## [EXERCISE DIRECTIONS]
Could you copy the whole listing below exactly as written?

## [DATA EXTRACT]
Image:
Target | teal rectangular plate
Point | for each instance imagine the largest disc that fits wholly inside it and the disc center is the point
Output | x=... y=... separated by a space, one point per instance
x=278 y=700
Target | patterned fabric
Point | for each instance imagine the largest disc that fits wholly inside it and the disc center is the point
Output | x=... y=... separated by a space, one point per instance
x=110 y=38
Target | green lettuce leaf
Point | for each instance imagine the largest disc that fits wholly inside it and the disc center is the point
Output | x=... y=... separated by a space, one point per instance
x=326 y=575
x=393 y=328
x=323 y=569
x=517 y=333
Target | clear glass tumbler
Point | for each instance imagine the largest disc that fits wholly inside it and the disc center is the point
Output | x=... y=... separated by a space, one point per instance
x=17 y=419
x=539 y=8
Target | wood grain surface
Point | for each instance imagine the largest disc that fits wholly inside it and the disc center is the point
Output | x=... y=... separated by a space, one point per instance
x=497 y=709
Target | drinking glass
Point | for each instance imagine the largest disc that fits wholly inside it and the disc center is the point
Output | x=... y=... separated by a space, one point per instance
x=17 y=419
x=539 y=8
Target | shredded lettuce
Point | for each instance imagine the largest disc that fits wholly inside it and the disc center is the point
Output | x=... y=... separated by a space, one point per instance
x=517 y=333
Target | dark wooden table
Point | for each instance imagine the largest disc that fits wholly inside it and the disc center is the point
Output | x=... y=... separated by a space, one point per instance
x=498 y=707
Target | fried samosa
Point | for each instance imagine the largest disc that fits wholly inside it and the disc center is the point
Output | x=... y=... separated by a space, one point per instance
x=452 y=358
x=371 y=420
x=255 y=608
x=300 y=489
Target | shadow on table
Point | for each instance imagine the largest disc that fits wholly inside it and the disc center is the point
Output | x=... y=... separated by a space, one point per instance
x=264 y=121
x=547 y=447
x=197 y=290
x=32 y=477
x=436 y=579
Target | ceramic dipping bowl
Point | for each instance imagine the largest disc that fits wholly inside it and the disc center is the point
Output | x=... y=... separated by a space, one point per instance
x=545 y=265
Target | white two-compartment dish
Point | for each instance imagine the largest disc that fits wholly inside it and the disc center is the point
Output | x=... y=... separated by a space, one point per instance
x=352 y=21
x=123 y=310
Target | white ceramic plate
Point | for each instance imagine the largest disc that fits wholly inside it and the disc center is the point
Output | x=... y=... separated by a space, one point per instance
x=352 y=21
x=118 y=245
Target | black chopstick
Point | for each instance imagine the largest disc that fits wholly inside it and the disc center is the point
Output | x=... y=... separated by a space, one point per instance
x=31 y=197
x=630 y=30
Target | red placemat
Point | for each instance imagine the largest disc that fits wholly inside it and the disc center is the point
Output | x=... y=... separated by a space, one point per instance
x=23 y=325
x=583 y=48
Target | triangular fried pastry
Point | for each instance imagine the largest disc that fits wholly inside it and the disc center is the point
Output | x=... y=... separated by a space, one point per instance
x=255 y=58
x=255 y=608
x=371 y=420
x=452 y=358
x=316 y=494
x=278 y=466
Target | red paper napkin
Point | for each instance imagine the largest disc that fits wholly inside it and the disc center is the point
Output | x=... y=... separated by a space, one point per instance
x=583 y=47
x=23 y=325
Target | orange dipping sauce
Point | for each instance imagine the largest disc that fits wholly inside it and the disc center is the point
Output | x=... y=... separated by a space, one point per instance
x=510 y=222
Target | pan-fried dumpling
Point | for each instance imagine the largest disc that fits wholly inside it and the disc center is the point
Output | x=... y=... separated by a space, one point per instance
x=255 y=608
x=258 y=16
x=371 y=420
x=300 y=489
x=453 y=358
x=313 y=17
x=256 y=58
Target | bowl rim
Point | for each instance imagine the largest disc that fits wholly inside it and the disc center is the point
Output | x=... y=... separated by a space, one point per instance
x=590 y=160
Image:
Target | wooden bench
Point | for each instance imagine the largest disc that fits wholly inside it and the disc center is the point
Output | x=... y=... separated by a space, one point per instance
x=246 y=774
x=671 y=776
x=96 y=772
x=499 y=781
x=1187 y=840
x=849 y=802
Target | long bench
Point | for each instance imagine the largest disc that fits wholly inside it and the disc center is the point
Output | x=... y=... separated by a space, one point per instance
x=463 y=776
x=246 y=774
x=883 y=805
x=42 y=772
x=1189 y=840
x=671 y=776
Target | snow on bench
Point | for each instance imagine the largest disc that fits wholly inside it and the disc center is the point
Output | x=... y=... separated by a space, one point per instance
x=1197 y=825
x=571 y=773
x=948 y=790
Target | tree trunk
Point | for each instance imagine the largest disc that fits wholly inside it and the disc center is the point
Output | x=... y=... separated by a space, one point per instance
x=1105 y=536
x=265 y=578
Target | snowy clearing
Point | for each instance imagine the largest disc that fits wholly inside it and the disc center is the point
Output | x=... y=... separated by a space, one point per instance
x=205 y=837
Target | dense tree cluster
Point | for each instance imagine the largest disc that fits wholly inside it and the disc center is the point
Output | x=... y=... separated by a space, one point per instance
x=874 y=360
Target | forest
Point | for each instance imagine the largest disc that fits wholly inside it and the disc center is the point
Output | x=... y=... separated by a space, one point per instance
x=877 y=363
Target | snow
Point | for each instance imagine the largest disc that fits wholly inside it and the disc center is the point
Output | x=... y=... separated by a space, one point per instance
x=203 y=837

## [REPLY TO THE EXERCISE]
Image:
Target | teal rectangular plate
Point | for each instance imagine the largest disc that fits wholly inside it and the disc center is the point
Output | x=... y=... separated by a space, one point per instance
x=278 y=700
Target | patterned fabric
Point | for each instance imagine the largest disc that fits wholly inside it and the disc center is the point
Output | x=... y=... separated by a space, one point per instance
x=110 y=38
Target | green lettuce leaf
Point | for each instance imagine the largest disc that fits wholly inside it and the disc center is the point
Output | x=... y=... separated by a space, one point per instance
x=326 y=575
x=393 y=328
x=323 y=569
x=517 y=333
Target | clear glass tumbler
Point | for each instance imagine the largest disc that fits wholly inside it and the disc center is the point
Output | x=... y=... separated by a space, one point per instance
x=17 y=419
x=539 y=8
Target | wood grain surface
Point | for each instance imagine the largest disc that fits wholly inside it and the disc center is the point
Output | x=... y=... separated by a space, one point per instance
x=497 y=709
Target | drinking glass
Point | for each instance imagine the largest disc that fits wholly inside it and the disc center is the point
Output | x=... y=... separated by a space, one point per instance
x=17 y=419
x=539 y=8
Target | shredded lettuce
Point | for each instance imagine the largest disc that fits wholly inside it and the disc center is the point
Output | x=... y=... separated by a space, one point per instance
x=517 y=333
Target | dark wooden table
Point | for each instance imagine the largest disc that fits wholly inside it and the disc center is the point
Output | x=... y=... separated by a space, one point per instance
x=498 y=707
Target | fried samosa
Point | for each instance imagine the largest disc that fits wholly inside it and the disc center is the point
Output | x=... y=... separated by a space, one point per instance
x=452 y=358
x=371 y=420
x=255 y=608
x=300 y=489
Target | shadow on table
Point | for each instance imagine the largest disc that fits wholly inside it and the disc center is the point
Output | x=... y=... separated by a space, one point per instance
x=264 y=121
x=547 y=447
x=197 y=290
x=32 y=477
x=436 y=579
Target | ceramic dipping bowl
Point | for each instance imagine the largest disc that fits wholly inside it and the disc center is the point
Output | x=... y=... separated by a space, one point per instance
x=545 y=265
Target | white two-compartment dish
Point | for each instance imagine the largest disc that fits wholly inside it and the disc center is the point
Output | x=... y=... separated by a space, one point per instance
x=352 y=21
x=123 y=310
Target | white ceramic plate
Point | for each instance imagine the largest disc that fits wholly inside it and the disc center is the point
Output | x=... y=... separated by a space, one point per instance
x=352 y=21
x=118 y=245
Target | black chopstick
Point | for each instance imagine the largest disc that fits wholly inside it and the disc center is the point
Output | x=... y=... separated by a space, one point per instance
x=31 y=197
x=630 y=30
Target | red placemat
Point | for each instance imagine the largest disc that fits wholly inside it and the disc center is the point
Output | x=... y=... separated by a space, one point per instance
x=23 y=325
x=583 y=48
Target | triangular fried pastry
Point | for each instance imagine the largest disc that fits wholly inside it and the disc center is the point
Output | x=... y=... separated by a space, one point per instance
x=255 y=58
x=255 y=608
x=371 y=420
x=452 y=358
x=316 y=494
x=278 y=466
Target | red paper napkin
Point | for each instance imagine the largest disc that fits wholly inside it and the disc center is the point
Output | x=... y=... separated by a space, one point per instance
x=583 y=47
x=23 y=325
Target | orange dipping sauce
Point | for each instance imagine the largest disc that fits wholly inside it and the disc center is the point
Output | x=... y=... separated by a space, one point per instance
x=510 y=222
Target | pan-fried dumpling
Point | for each instance imagine the largest disc that fits wholly inside it and the disc center is the point
Output | x=... y=... separated by a space, one point per instance
x=255 y=608
x=258 y=16
x=371 y=420
x=300 y=489
x=453 y=358
x=313 y=17
x=256 y=58
Target | bowl rim
Point | for each instance imagine the largest disc that fits wholly inside it and the disc center is the point
Output | x=... y=... separated by a space, one point per instance
x=590 y=160
Image:
Target | wooden bench
Point | for each instance imagine the largest disc that fits wholly inside it and the disc center is the point
Output | x=... y=... separated by a space, one point per instance
x=246 y=774
x=671 y=776
x=96 y=772
x=499 y=781
x=1187 y=840
x=849 y=802
Target | long bench
Point | for each instance imagine the largest disc that fits wholly inside it and the disc center is the point
Output | x=... y=... separated by a space, one point per instance
x=463 y=776
x=246 y=774
x=883 y=805
x=42 y=772
x=1189 y=840
x=671 y=776
Target | snow on bench
Point | for each instance imagine the largest disc that fits wholly inside it and the disc center is the point
Output | x=... y=... separated by a space, one point per instance
x=1197 y=825
x=571 y=773
x=948 y=790
Target | tree trunk
Point | for each instance imagine the largest disc that fits wholly inside it and the disc center is the point
Output | x=... y=... separated by a space, one point per instance
x=1105 y=536
x=265 y=578
Target | snowy clearing
Point | for each instance imagine the largest disc that fits wholly inside it and the disc center is the point
Output | x=... y=... separated by a space, one point per instance
x=205 y=837
Target | dense tree cluster
Point | for each instance imagine the largest disc that fits wholly inside it and the disc center is the point
Output | x=... y=... separated by a space, one point per instance
x=874 y=360
Target | forest
Point | for each instance imagine the largest disc that fits wholly inside it and the disc center is the point
Output | x=... y=... separated by a space, one point per instance
x=877 y=363
Target | snow
Point | for each instance imagine the largest disc that fits wholly inside it and the disc center is the point
Output | x=... y=... separated by a space, one point per instance
x=203 y=837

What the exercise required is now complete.